# Task statement:
Which lines in the records below contain the word "stone", with case counting? Report each of those lines in full.

--- The input ---

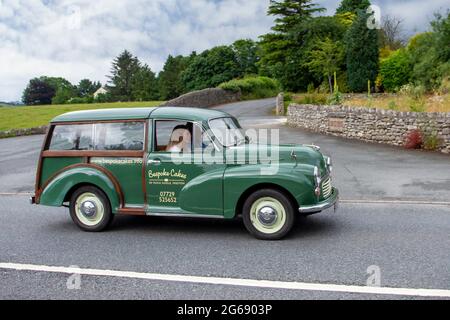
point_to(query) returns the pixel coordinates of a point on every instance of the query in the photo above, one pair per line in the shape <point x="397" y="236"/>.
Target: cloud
<point x="79" y="38"/>
<point x="76" y="39"/>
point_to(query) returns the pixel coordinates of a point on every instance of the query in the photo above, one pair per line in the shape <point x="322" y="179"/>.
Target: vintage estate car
<point x="152" y="161"/>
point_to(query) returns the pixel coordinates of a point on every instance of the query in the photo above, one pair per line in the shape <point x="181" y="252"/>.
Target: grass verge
<point x="37" y="116"/>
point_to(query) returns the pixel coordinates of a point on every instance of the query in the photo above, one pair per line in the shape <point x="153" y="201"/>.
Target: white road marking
<point x="16" y="193"/>
<point x="410" y="202"/>
<point x="347" y="201"/>
<point x="437" y="293"/>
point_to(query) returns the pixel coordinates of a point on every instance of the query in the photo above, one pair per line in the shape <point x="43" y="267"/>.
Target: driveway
<point x="394" y="217"/>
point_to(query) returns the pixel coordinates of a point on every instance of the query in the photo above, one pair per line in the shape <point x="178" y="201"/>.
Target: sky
<point x="78" y="39"/>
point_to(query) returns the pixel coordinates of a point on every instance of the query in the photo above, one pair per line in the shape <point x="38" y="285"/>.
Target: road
<point x="405" y="235"/>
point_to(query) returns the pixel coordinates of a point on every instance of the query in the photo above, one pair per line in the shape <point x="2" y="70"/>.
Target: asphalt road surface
<point x="395" y="219"/>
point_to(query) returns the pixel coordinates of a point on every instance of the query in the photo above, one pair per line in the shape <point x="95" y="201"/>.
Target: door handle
<point x="155" y="162"/>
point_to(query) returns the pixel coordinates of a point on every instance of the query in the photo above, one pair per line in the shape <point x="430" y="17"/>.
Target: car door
<point x="179" y="180"/>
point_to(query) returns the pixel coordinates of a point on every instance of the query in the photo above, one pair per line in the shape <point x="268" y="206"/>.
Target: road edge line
<point x="301" y="286"/>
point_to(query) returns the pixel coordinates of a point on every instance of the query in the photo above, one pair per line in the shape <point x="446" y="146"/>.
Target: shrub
<point x="430" y="137"/>
<point x="392" y="105"/>
<point x="414" y="92"/>
<point x="445" y="86"/>
<point x="313" y="98"/>
<point x="417" y="106"/>
<point x="253" y="87"/>
<point x="335" y="98"/>
<point x="395" y="70"/>
<point x="432" y="141"/>
<point x="413" y="139"/>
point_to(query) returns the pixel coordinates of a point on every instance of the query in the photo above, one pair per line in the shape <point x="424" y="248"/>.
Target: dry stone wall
<point x="372" y="125"/>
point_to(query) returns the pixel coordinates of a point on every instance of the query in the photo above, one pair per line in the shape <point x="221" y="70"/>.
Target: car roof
<point x="184" y="113"/>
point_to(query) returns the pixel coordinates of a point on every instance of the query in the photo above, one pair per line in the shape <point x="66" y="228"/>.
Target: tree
<point x="38" y="92"/>
<point x="170" y="83"/>
<point x="211" y="68"/>
<point x="395" y="71"/>
<point x="246" y="52"/>
<point x="430" y="54"/>
<point x="352" y="6"/>
<point x="144" y="85"/>
<point x="362" y="53"/>
<point x="282" y="51"/>
<point x="391" y="33"/>
<point x="290" y="13"/>
<point x="124" y="68"/>
<point x="87" y="88"/>
<point x="326" y="58"/>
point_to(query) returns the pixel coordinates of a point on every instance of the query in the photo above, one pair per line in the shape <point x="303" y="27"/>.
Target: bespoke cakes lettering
<point x="167" y="174"/>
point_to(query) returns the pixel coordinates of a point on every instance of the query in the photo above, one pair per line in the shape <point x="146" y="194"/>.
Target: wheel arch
<point x="259" y="186"/>
<point x="60" y="187"/>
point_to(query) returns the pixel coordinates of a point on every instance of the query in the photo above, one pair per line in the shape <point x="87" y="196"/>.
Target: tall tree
<point x="281" y="50"/>
<point x="124" y="68"/>
<point x="362" y="49"/>
<point x="38" y="92"/>
<point x="246" y="52"/>
<point x="352" y="6"/>
<point x="211" y="68"/>
<point x="391" y="33"/>
<point x="144" y="85"/>
<point x="170" y="84"/>
<point x="87" y="88"/>
<point x="326" y="58"/>
<point x="290" y="13"/>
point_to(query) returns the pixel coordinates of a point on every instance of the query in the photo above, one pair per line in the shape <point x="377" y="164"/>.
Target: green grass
<point x="36" y="116"/>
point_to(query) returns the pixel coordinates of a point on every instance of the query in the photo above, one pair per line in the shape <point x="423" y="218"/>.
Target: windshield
<point x="227" y="131"/>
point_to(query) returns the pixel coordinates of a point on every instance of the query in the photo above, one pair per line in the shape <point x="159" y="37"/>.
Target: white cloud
<point x="79" y="38"/>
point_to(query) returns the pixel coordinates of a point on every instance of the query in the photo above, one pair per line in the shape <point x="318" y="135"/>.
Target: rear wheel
<point x="90" y="209"/>
<point x="268" y="214"/>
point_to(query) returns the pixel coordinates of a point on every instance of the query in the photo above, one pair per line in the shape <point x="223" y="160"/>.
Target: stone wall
<point x="205" y="98"/>
<point x="372" y="125"/>
<point x="23" y="132"/>
<point x="280" y="104"/>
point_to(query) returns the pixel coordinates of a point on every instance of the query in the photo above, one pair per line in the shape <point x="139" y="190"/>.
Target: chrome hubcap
<point x="267" y="216"/>
<point x="88" y="209"/>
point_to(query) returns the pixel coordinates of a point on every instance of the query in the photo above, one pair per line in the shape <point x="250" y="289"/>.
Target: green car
<point x="178" y="162"/>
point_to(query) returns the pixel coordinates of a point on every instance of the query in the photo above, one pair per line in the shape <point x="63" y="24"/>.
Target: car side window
<point x="201" y="139"/>
<point x="119" y="136"/>
<point x="72" y="137"/>
<point x="173" y="136"/>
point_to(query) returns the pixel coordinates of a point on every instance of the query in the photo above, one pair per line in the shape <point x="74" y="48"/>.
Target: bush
<point x="431" y="139"/>
<point x="335" y="98"/>
<point x="414" y="92"/>
<point x="414" y="139"/>
<point x="313" y="98"/>
<point x="253" y="87"/>
<point x="395" y="70"/>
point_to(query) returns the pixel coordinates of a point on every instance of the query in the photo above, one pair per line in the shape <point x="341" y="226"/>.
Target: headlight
<point x="317" y="176"/>
<point x="329" y="164"/>
<point x="318" y="180"/>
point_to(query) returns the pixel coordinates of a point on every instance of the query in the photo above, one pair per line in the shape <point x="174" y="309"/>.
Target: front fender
<point x="56" y="190"/>
<point x="295" y="179"/>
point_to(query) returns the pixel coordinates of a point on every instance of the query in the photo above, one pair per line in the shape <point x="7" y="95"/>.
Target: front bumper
<point x="332" y="201"/>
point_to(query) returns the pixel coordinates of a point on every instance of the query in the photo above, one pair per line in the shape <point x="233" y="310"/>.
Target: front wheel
<point x="90" y="209"/>
<point x="268" y="214"/>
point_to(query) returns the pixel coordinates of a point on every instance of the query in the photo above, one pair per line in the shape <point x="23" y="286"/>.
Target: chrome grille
<point x="327" y="188"/>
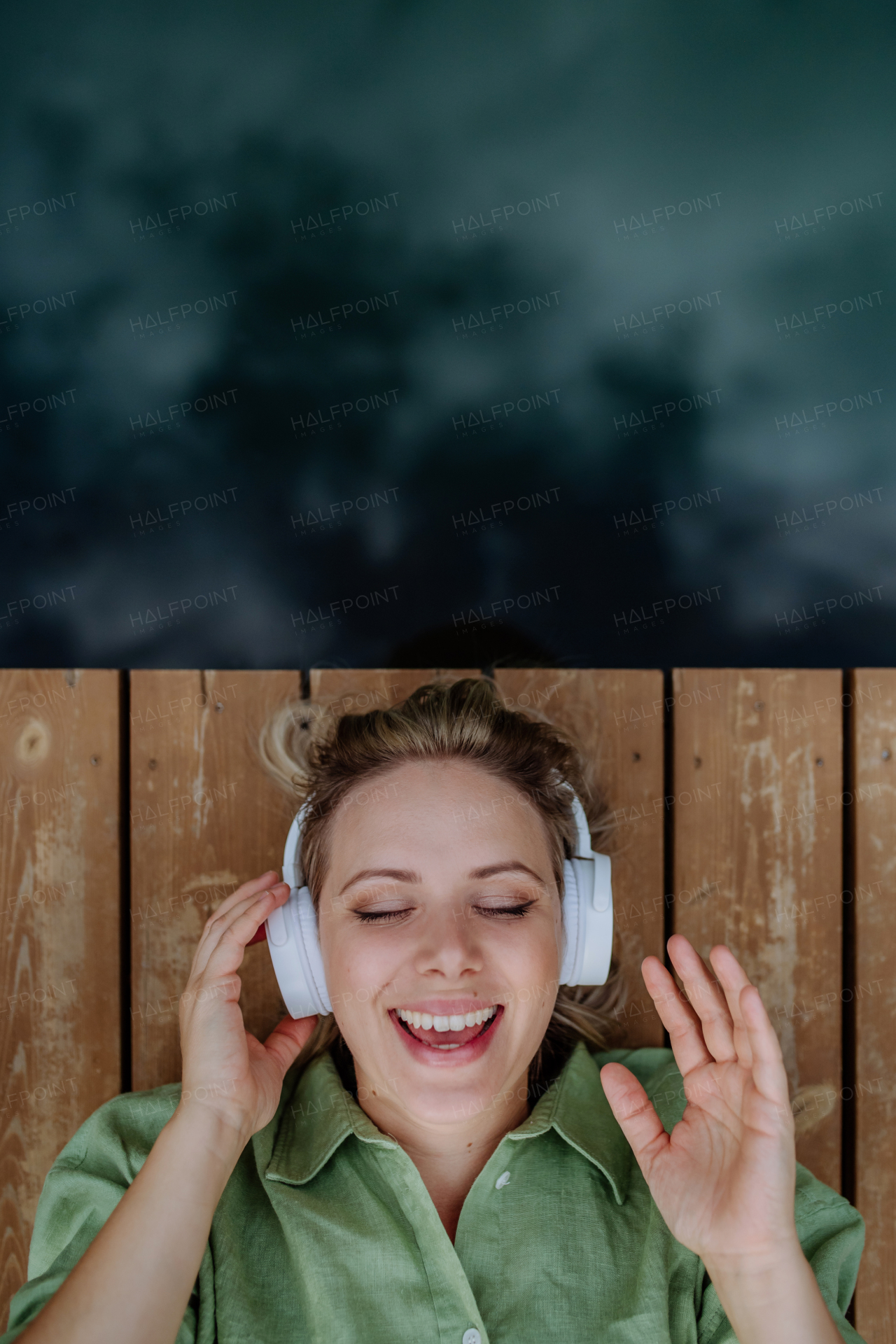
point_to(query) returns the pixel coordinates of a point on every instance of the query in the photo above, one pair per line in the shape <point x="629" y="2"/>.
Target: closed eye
<point x="379" y="917"/>
<point x="505" y="911"/>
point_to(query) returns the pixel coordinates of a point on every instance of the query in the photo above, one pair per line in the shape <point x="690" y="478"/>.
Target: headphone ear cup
<point x="296" y="953"/>
<point x="587" y="920"/>
<point x="571" y="925"/>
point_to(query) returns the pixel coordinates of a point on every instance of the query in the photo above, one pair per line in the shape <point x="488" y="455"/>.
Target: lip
<point x="447" y="1007"/>
<point x="448" y="1058"/>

---

# Output:
Target: dry stone wall
Target: stone wall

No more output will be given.